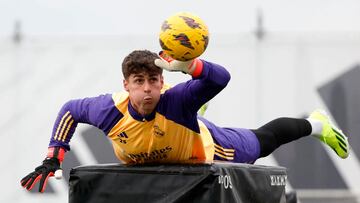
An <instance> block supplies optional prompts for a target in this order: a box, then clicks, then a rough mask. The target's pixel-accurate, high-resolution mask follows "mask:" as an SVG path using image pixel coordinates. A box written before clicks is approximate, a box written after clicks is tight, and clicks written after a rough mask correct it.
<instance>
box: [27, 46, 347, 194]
mask: <svg viewBox="0 0 360 203" xmlns="http://www.w3.org/2000/svg"><path fill="white" fill-rule="evenodd" d="M160 56H161V57H159V56H158V55H157V54H155V53H153V52H150V51H147V50H137V51H133V52H132V53H130V54H129V55H128V56H126V57H125V59H124V61H123V63H122V72H123V76H124V80H123V86H124V89H125V90H126V91H125V92H123V93H114V94H104V95H100V96H97V97H92V98H84V99H76V100H71V101H69V102H67V103H65V104H64V106H63V107H62V109H61V110H60V112H59V114H58V117H57V119H56V121H55V124H54V128H53V132H52V135H51V139H50V143H49V147H48V153H47V156H46V159H45V160H44V161H43V163H42V165H40V166H39V167H37V168H36V169H35V171H34V172H32V173H30V174H29V175H27V176H26V177H24V178H23V179H22V180H21V185H22V186H23V187H25V188H26V189H28V190H31V189H32V188H33V187H34V185H35V183H36V182H38V181H40V186H39V191H40V192H43V191H44V190H45V187H46V182H47V180H48V178H49V177H51V176H54V174H55V172H56V171H58V170H59V169H61V162H62V161H63V160H64V156H65V153H66V152H67V151H69V150H70V146H69V142H70V140H71V137H72V136H73V134H74V131H75V129H76V126H77V125H78V123H87V124H90V125H93V126H96V127H98V128H99V129H101V130H102V131H103V132H104V133H105V134H106V135H107V137H108V138H109V139H110V140H111V142H112V145H113V148H114V153H115V155H116V157H117V158H118V159H119V160H120V161H121V162H123V163H126V164H130V163H135V164H138V163H139V164H140V163H149V162H156V163H169V162H189V161H191V162H193V161H194V162H199V161H200V162H204V161H212V160H225V161H231V162H238V163H254V162H255V161H256V160H257V159H258V158H260V157H265V156H267V155H269V154H270V153H272V152H273V151H274V150H275V149H276V148H278V147H279V146H281V145H283V144H286V143H288V142H291V141H294V140H297V139H299V138H301V137H305V136H309V135H313V136H315V137H317V138H318V139H319V140H321V141H322V142H324V143H325V144H327V145H328V146H330V147H331V148H332V149H333V150H334V151H335V152H336V154H337V155H338V156H339V157H341V158H346V157H347V156H348V153H349V144H348V141H347V137H346V136H345V135H344V134H343V133H342V132H341V131H340V130H337V129H336V128H335V127H334V126H333V125H332V124H331V122H330V121H329V118H328V116H327V115H326V114H324V113H323V112H321V111H319V110H317V111H314V112H313V113H312V114H311V115H310V117H309V118H307V119H297V118H278V119H275V120H272V121H270V122H269V123H267V124H265V125H264V126H262V127H260V128H258V129H244V128H222V127H218V126H216V125H215V124H213V123H211V122H210V121H208V120H206V119H205V118H203V117H200V116H198V114H197V112H198V110H199V109H200V108H201V106H202V105H204V104H205V103H206V102H208V101H209V100H211V99H212V98H213V97H215V96H216V95H217V94H218V93H219V92H220V91H221V90H222V89H224V88H225V86H226V85H227V83H228V82H229V80H230V75H229V73H228V72H227V71H226V70H225V69H224V68H223V67H222V66H220V65H217V64H215V63H211V62H208V61H205V60H200V59H194V60H192V61H187V62H181V61H176V60H173V59H171V58H170V57H167V56H165V55H163V54H160ZM163 69H165V70H168V71H180V72H184V73H187V74H189V75H191V76H192V79H190V80H189V81H187V82H184V83H180V84H178V85H176V86H174V87H172V88H166V87H164V86H165V85H164V79H163V76H162V71H163Z"/></svg>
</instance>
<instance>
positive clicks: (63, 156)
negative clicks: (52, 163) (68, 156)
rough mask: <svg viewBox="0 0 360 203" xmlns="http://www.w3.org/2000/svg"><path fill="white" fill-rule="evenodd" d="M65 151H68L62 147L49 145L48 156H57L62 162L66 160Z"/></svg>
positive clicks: (47, 155) (50, 157)
mask: <svg viewBox="0 0 360 203" xmlns="http://www.w3.org/2000/svg"><path fill="white" fill-rule="evenodd" d="M65 152H66V151H65V149H64V148H61V147H49V148H48V153H47V157H48V158H57V159H59V161H60V163H61V162H62V161H63V160H64V157H65Z"/></svg>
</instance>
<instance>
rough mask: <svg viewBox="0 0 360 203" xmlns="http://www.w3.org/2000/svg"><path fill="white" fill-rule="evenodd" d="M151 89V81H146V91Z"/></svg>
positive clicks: (145, 81) (145, 85)
mask: <svg viewBox="0 0 360 203" xmlns="http://www.w3.org/2000/svg"><path fill="white" fill-rule="evenodd" d="M150 91H151V87H150V83H149V81H145V83H144V92H150Z"/></svg>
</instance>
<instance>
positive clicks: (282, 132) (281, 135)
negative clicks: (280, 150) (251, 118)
mask: <svg viewBox="0 0 360 203" xmlns="http://www.w3.org/2000/svg"><path fill="white" fill-rule="evenodd" d="M251 131H253V132H254V133H255V135H256V137H257V138H258V139H259V142H260V157H265V156H267V155H269V154H271V153H272V152H273V151H274V150H275V149H277V148H278V147H279V146H280V145H282V144H286V143H288V142H291V141H294V140H297V139H299V138H301V137H304V136H308V135H310V133H311V131H312V129H311V124H310V123H309V121H307V120H306V119H297V118H278V119H275V120H272V121H270V122H269V123H267V124H265V125H263V126H261V127H260V128H258V129H255V130H254V129H252V130H251Z"/></svg>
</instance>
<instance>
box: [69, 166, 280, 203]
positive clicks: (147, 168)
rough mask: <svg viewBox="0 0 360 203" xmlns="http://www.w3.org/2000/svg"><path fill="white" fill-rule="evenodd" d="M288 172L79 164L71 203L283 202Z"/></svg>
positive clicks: (73, 174)
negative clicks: (79, 202) (122, 202)
mask: <svg viewBox="0 0 360 203" xmlns="http://www.w3.org/2000/svg"><path fill="white" fill-rule="evenodd" d="M286 177H287V176H286V169H285V168H283V167H268V166H259V165H249V164H233V163H222V162H221V163H212V164H171V165H133V166H129V165H121V164H102V165H91V166H80V167H76V168H73V169H72V170H71V172H70V181H69V184H70V188H69V203H78V202H81V203H98V202H102V203H113V202H114V203H115V202H116V203H119V202H126V203H128V202H131V203H133V202H145V203H151V202H156V203H159V202H166V203H169V202H186V203H187V202H196V203H202V202H255V203H256V202H261V203H264V202H285V201H286V200H285V183H286Z"/></svg>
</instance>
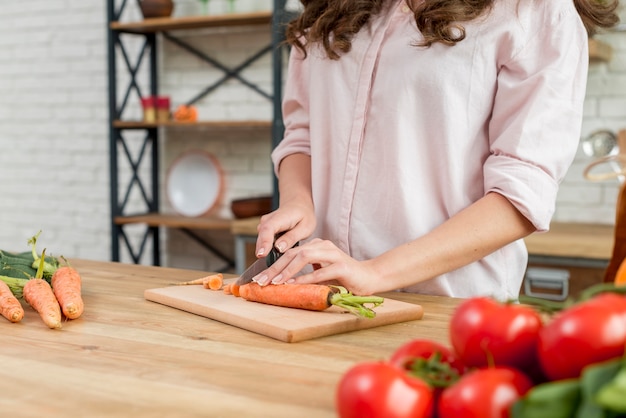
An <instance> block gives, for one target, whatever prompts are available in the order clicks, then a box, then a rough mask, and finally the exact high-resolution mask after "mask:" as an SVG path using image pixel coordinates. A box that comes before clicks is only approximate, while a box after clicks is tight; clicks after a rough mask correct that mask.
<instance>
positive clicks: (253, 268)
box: [235, 258, 269, 286]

What is needed »
Go through the entries and filter for lines holding the word "high"; copy each match.

Answer to this exercise »
An <instance> block supplies optional prompts for a target in this order: a box, then clicks, then a rough mask. The target's pixel-accurate, high-resolution mask follows "mask:" as an SVG path using image pixel coordinates. A box written before clicks is approximate, a box written after clicks is tight, and clicks written after a rough mask correct it.
An <instance> block gives, for one target, whatever prompts are available in the order clicks, then a box, then a rough mask, and finally the exact high-resolution mask after "mask:" as an SVG path using image pixel coordinates. A box that comes before clicks is only approximate, while a box after clicks is tight; clicks after a rough mask correct that mask.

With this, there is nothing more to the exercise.